── Given information ──

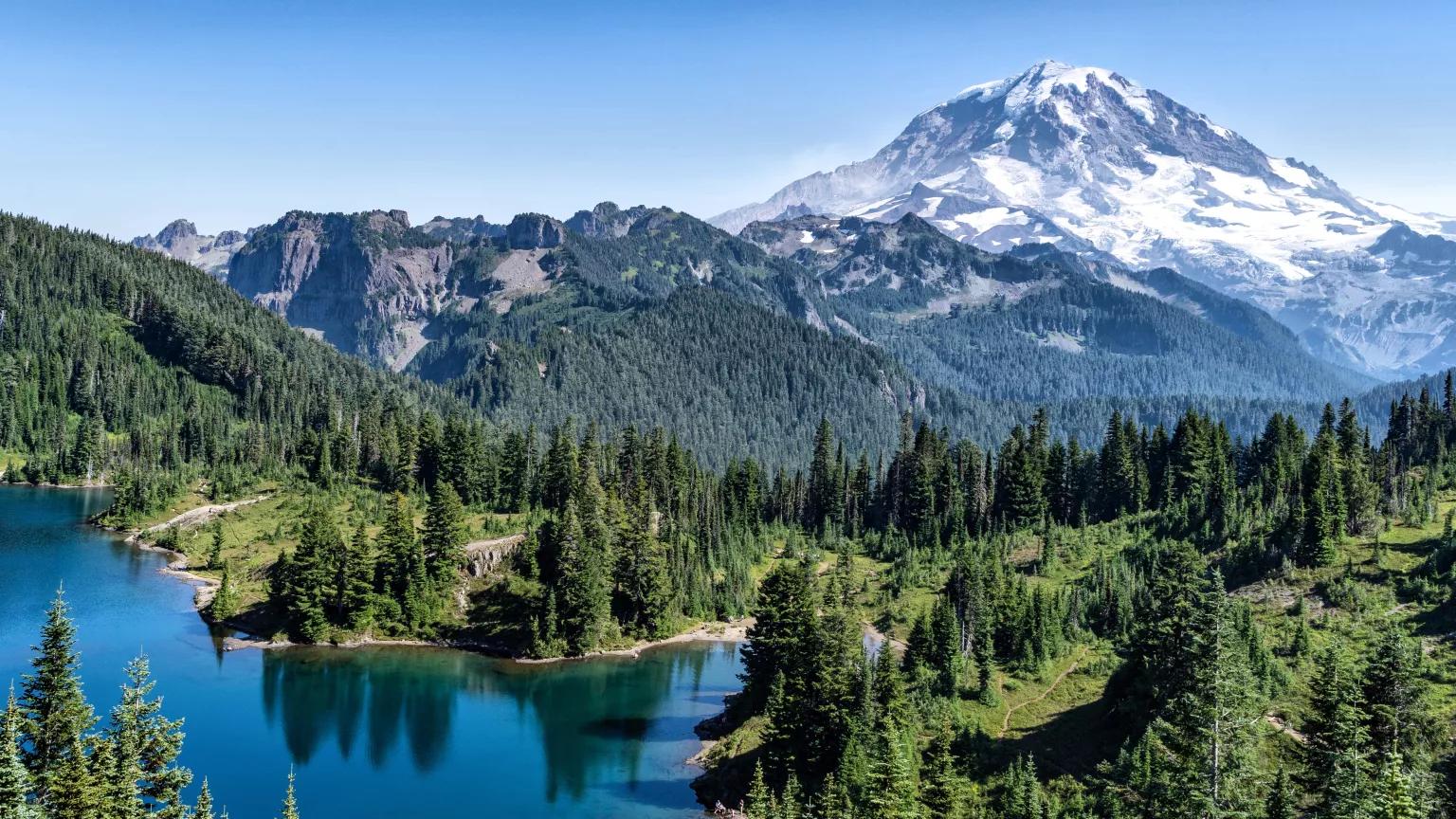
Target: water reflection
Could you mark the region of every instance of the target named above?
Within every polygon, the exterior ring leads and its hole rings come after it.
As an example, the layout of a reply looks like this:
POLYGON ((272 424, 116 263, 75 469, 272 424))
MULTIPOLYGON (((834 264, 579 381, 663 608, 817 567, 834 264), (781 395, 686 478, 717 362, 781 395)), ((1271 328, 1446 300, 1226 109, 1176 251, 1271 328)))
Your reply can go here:
POLYGON ((514 718, 537 734, 530 745, 543 756, 546 800, 579 800, 604 781, 635 790, 648 743, 692 737, 703 711, 729 691, 703 689, 705 667, 732 663, 734 653, 693 646, 638 660, 526 666, 432 648, 288 648, 264 653, 262 701, 294 762, 309 762, 331 740, 348 759, 363 739, 376 769, 402 748, 419 772, 453 751, 501 753, 502 726, 491 723, 514 718), (466 698, 496 707, 462 717, 466 698), (693 707, 667 713, 670 700, 693 707))

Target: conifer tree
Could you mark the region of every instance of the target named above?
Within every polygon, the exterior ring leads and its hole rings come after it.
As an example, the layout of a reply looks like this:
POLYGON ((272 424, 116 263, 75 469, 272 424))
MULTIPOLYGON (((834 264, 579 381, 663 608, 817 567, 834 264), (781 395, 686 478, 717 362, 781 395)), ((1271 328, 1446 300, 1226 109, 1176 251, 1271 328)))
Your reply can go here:
POLYGON ((192 781, 192 772, 176 764, 185 737, 182 720, 162 716, 162 698, 150 698, 156 683, 146 654, 130 662, 125 673, 121 702, 112 710, 108 732, 116 764, 135 768, 140 796, 146 797, 151 813, 160 819, 182 819, 186 813, 182 788, 192 781))
POLYGON ((1417 819, 1424 813, 1412 793, 1411 777, 1401 768, 1401 753, 1390 753, 1376 775, 1370 819, 1417 819))
POLYGON ((1331 646, 1316 663, 1310 686, 1305 758, 1310 788, 1331 819, 1358 819, 1369 809, 1370 734, 1356 670, 1341 647, 1331 646))
POLYGON ((50 791, 66 768, 71 775, 84 772, 68 791, 76 804, 89 804, 92 790, 84 761, 86 732, 96 724, 96 716, 82 694, 80 654, 76 651, 76 625, 61 592, 55 593, 41 630, 41 644, 33 647, 33 673, 25 676, 20 688, 23 733, 29 739, 23 759, 35 778, 36 800, 50 806, 50 791), (80 755, 82 759, 73 756, 80 755))
POLYGON ((237 614, 237 587, 233 584, 232 561, 223 564, 223 579, 218 581, 207 611, 214 622, 226 622, 237 614))
POLYGON ((288 791, 282 797, 282 813, 278 819, 298 819, 298 799, 294 794, 293 768, 288 768, 288 791))
POLYGON ((207 567, 223 565, 223 522, 213 520, 213 548, 207 552, 207 567))
POLYGON ((748 796, 744 800, 744 813, 748 819, 776 819, 779 815, 778 800, 769 790, 769 783, 763 778, 763 762, 753 767, 753 783, 748 785, 748 796))
POLYGON ((197 804, 192 806, 192 813, 188 819, 215 819, 213 815, 213 788, 207 784, 207 777, 202 777, 202 790, 197 794, 197 804))
POLYGON ((453 584, 464 565, 466 538, 464 507, 460 504, 460 495, 448 481, 440 481, 435 484, 435 491, 430 495, 430 506, 425 509, 422 545, 430 577, 441 587, 453 584))
POLYGON ((1284 768, 1280 768, 1274 774, 1274 781, 1270 783, 1270 794, 1264 800, 1264 819, 1297 819, 1299 818, 1299 797, 1294 793, 1293 783, 1289 781, 1289 774, 1284 768))
POLYGON ((965 807, 965 788, 955 771, 955 753, 951 742, 955 739, 949 723, 943 723, 930 740, 920 775, 920 802, 936 819, 957 819, 965 807))
POLYGON ((103 791, 80 736, 70 737, 64 752, 52 749, 50 767, 39 778, 47 781, 38 800, 47 819, 102 819, 103 791))
POLYGON ((603 555, 587 541, 575 500, 568 500, 562 513, 558 554, 556 605, 562 637, 571 653, 584 654, 601 644, 612 600, 603 555))
POLYGON ((893 716, 879 729, 871 781, 868 819, 920 819, 914 768, 904 748, 901 726, 893 716))

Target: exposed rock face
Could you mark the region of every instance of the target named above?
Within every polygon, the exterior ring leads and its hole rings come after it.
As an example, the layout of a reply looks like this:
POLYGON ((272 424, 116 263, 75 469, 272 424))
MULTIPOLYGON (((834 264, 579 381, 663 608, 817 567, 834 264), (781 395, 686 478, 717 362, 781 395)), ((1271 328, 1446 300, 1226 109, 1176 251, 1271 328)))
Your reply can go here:
POLYGON ((648 213, 642 205, 622 210, 616 203, 601 203, 591 210, 578 210, 566 220, 566 230, 591 239, 620 239, 648 213))
POLYGON ((387 361, 403 345, 396 325, 448 297, 454 252, 400 210, 290 211, 233 256, 227 283, 341 350, 387 361))
POLYGON ((805 214, 906 213, 986 251, 1050 243, 1174 268, 1377 377, 1456 363, 1456 281, 1441 245, 1456 220, 1356 197, 1105 68, 1047 61, 973 86, 865 162, 713 223, 737 232, 805 214))
POLYGON ((248 235, 237 230, 223 230, 217 236, 199 236, 195 224, 178 219, 159 230, 156 236, 137 236, 131 243, 202 268, 215 278, 227 278, 227 262, 246 240, 248 235))
POLYGON ((505 227, 505 242, 513 251, 556 248, 563 233, 561 222, 539 213, 523 213, 505 227))
POLYGON ((496 224, 494 222, 486 222, 483 216, 476 216, 475 219, 467 219, 463 216, 447 217, 437 216, 430 222, 419 226, 419 230, 430 233, 431 236, 438 236, 441 239, 450 239, 451 242, 470 243, 476 239, 504 239, 505 226, 496 224))

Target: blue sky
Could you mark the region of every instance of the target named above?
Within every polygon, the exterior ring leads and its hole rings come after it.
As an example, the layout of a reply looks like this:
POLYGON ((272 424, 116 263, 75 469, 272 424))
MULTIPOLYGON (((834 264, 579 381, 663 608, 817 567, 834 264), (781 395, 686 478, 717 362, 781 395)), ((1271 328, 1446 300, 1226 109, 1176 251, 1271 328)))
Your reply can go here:
POLYGON ((15 3, 0 208, 121 238, 288 208, 712 216, 1054 57, 1456 213, 1453 31, 1452 3, 1331 0, 15 3))

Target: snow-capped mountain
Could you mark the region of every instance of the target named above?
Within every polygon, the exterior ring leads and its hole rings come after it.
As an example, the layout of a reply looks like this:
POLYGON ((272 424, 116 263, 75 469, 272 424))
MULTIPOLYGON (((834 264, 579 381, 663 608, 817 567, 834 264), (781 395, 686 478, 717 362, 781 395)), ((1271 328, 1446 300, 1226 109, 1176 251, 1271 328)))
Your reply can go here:
POLYGON ((738 232, 807 213, 914 213, 987 251, 1037 242, 1166 265, 1268 309, 1331 361, 1386 377, 1456 364, 1456 262, 1440 238, 1456 219, 1356 197, 1105 68, 1045 61, 971 86, 874 157, 712 222, 738 232))
POLYGON ((169 223, 156 236, 137 236, 132 245, 166 254, 178 261, 199 267, 214 278, 227 280, 227 262, 240 251, 253 230, 223 230, 217 236, 199 236, 197 224, 185 219, 169 223))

───

◆ Task instructions:
Write out all the material above without changing anything, but leave out the pictures.

◆ Result for this exercise:
Target: water reflection
Could you mark the region of every instance of the target named above?
Within every polygon, the exterior ring leads and its hole rings come after it.
As an example, the layout of a reply looks like this:
POLYGON ((272 424, 116 263, 75 469, 272 424))
MULTIPOLYGON (((834 264, 579 381, 663 608, 817 567, 834 264), (781 395, 686 478, 717 362, 781 395)), ((1271 328, 1446 300, 1226 109, 1176 251, 1271 328)))
Your reply can go here:
POLYGON ((514 718, 537 734, 530 745, 543 756, 546 800, 579 800, 604 781, 635 790, 648 743, 692 737, 703 711, 729 691, 703 689, 705 667, 732 663, 734 653, 693 646, 638 660, 526 666, 432 648, 288 648, 264 653, 262 701, 294 762, 309 762, 331 740, 348 759, 363 739, 376 769, 402 748, 419 772, 453 751, 501 753, 502 726, 491 723, 514 718), (466 698, 496 707, 462 717, 466 698), (693 707, 667 713, 670 700, 693 707))

Target: conifer tree
Could you mark the region of every instance of the target named above?
Within every polygon, the exterior ring leads and its hole rings come after it.
As an example, the layout of a reply looks like this:
POLYGON ((272 424, 116 263, 75 469, 272 424))
MULTIPOLYGON (((834 264, 579 381, 663 608, 817 567, 834 264), (781 395, 686 478, 717 362, 781 395)), ((1271 328, 1446 300, 1226 109, 1176 251, 1271 328)))
Your reply can go here:
POLYGON ((192 781, 192 772, 176 764, 185 737, 182 720, 162 716, 162 698, 150 698, 156 683, 146 654, 130 662, 125 673, 121 702, 112 710, 108 732, 116 764, 135 768, 140 796, 146 797, 151 813, 160 819, 182 819, 186 813, 182 788, 192 781))
POLYGON ((1417 819, 1424 813, 1412 793, 1411 777, 1401 768, 1401 753, 1390 753, 1376 775, 1370 819, 1417 819))
POLYGON ((1331 646, 1316 663, 1310 686, 1305 758, 1310 788, 1331 819, 1358 819, 1369 809, 1370 734, 1356 670, 1341 647, 1331 646))
POLYGON ((50 791, 66 768, 71 775, 84 772, 68 791, 76 804, 89 804, 92 790, 84 761, 86 732, 96 724, 96 716, 82 694, 80 654, 76 651, 76 625, 61 592, 55 593, 41 630, 41 644, 33 647, 33 673, 25 676, 20 688, 23 733, 29 739, 23 759, 35 778, 36 800, 50 806, 50 791), (80 755, 82 759, 73 756, 80 755))
POLYGON ((237 614, 237 587, 233 584, 232 561, 223 564, 223 579, 218 581, 207 611, 214 622, 226 622, 237 614))
POLYGON ((288 791, 282 797, 282 813, 278 819, 298 819, 298 799, 294 794, 293 768, 288 768, 288 791))
POLYGON ((207 567, 223 565, 223 522, 213 520, 213 548, 207 552, 207 567))
POLYGON ((748 796, 744 800, 744 813, 748 819, 776 819, 779 815, 778 800, 769 790, 769 783, 763 778, 763 762, 753 767, 753 783, 748 785, 748 796))
POLYGON ((197 804, 192 806, 192 813, 188 819, 215 819, 213 815, 213 788, 207 784, 207 777, 202 777, 202 790, 197 794, 197 804))
POLYGON ((453 584, 464 565, 466 538, 464 507, 460 504, 460 495, 448 481, 440 481, 435 484, 435 491, 430 495, 430 506, 425 509, 422 545, 430 577, 441 587, 453 584))
POLYGON ((1284 768, 1280 768, 1274 774, 1274 781, 1270 783, 1270 794, 1264 800, 1264 819, 1297 819, 1299 818, 1299 797, 1294 793, 1293 783, 1289 781, 1289 774, 1284 768))
POLYGON ((965 807, 965 788, 955 771, 955 753, 951 742, 955 739, 949 723, 943 723, 930 740, 920 775, 920 802, 936 819, 957 819, 965 807))
POLYGON ((103 791, 80 736, 70 737, 64 752, 52 749, 50 767, 39 778, 47 781, 38 800, 47 819, 102 819, 103 791))
POLYGON ((603 555, 587 541, 575 500, 568 500, 562 513, 558 554, 556 605, 562 637, 571 653, 584 654, 601 644, 612 600, 603 555))
POLYGON ((893 716, 879 729, 871 781, 868 819, 920 819, 914 768, 904 748, 901 726, 893 716))

Target: exposed rock face
Could you mark the region of every instance of the target named above?
Within every polygon, the exterior ring leads and its hole rings come after it.
As an example, the layout of a reply looks like this:
POLYGON ((272 424, 116 263, 75 469, 272 424))
MULTIPOLYGON (((834 264, 579 381, 663 608, 817 567, 834 264), (781 395, 686 478, 717 362, 781 395)), ((1271 328, 1446 300, 1226 109, 1176 251, 1271 328)))
Your reply can go here:
POLYGON ((648 213, 642 205, 622 210, 616 203, 601 203, 591 210, 578 210, 566 220, 566 230, 591 239, 620 239, 648 213))
POLYGON ((387 361, 403 345, 396 325, 448 297, 454 252, 400 210, 290 211, 233 256, 227 283, 341 350, 387 361))
POLYGON ((805 214, 906 213, 986 251, 1050 243, 1174 268, 1377 377, 1456 363, 1456 281, 1441 245, 1456 220, 1356 197, 1105 68, 1047 61, 973 86, 865 162, 713 223, 737 232, 805 214))
POLYGON ((248 235, 237 230, 223 230, 217 236, 199 236, 195 224, 178 219, 159 230, 156 236, 137 236, 131 243, 202 268, 215 278, 227 278, 227 262, 246 240, 248 235))
POLYGON ((505 227, 505 242, 513 251, 556 248, 563 233, 561 222, 539 213, 523 213, 505 227))
POLYGON ((496 224, 494 222, 486 222, 483 216, 476 216, 475 219, 467 219, 463 216, 447 217, 437 216, 430 222, 419 226, 419 230, 430 233, 431 236, 438 236, 441 239, 450 239, 451 242, 470 243, 476 239, 504 239, 505 226, 496 224))

Target: blue sky
Could you mark the region of every instance of the target named above?
Within every polygon, the exterior ring leads and its hole rings come after it.
As an example, the layout of a reply looks like this:
POLYGON ((272 424, 116 263, 75 469, 272 424))
MULTIPOLYGON (((834 264, 579 381, 663 608, 817 567, 834 264), (781 395, 686 478, 717 362, 781 395)), ((1271 328, 1446 300, 1226 109, 1176 251, 1271 328)))
Your reply can go here:
POLYGON ((15 3, 0 208, 121 238, 288 208, 712 216, 1054 57, 1456 213, 1453 31, 1452 3, 1331 0, 15 3))

Target: snow-capped mountain
Could you mark the region of every instance of the target named above?
Within every polygon, the exterior ring leads and its hole rings come after it.
As an example, the layout of a reply looks like this:
POLYGON ((272 424, 116 263, 75 469, 272 424))
MULTIPOLYGON (((834 264, 579 381, 663 608, 817 567, 834 264), (781 395, 686 478, 717 362, 781 395)), ((1271 328, 1446 300, 1226 109, 1176 251, 1271 328)))
Your reply can go here:
POLYGON ((738 232, 807 213, 914 213, 987 251, 1037 242, 1166 265, 1268 309, 1331 361, 1386 377, 1456 364, 1456 262, 1440 238, 1456 219, 1356 197, 1105 68, 1045 61, 971 86, 874 157, 712 222, 738 232))
POLYGON ((169 223, 156 236, 137 236, 132 245, 166 254, 178 261, 199 267, 214 278, 227 280, 227 262, 240 251, 253 230, 223 230, 217 236, 199 236, 197 224, 185 219, 169 223))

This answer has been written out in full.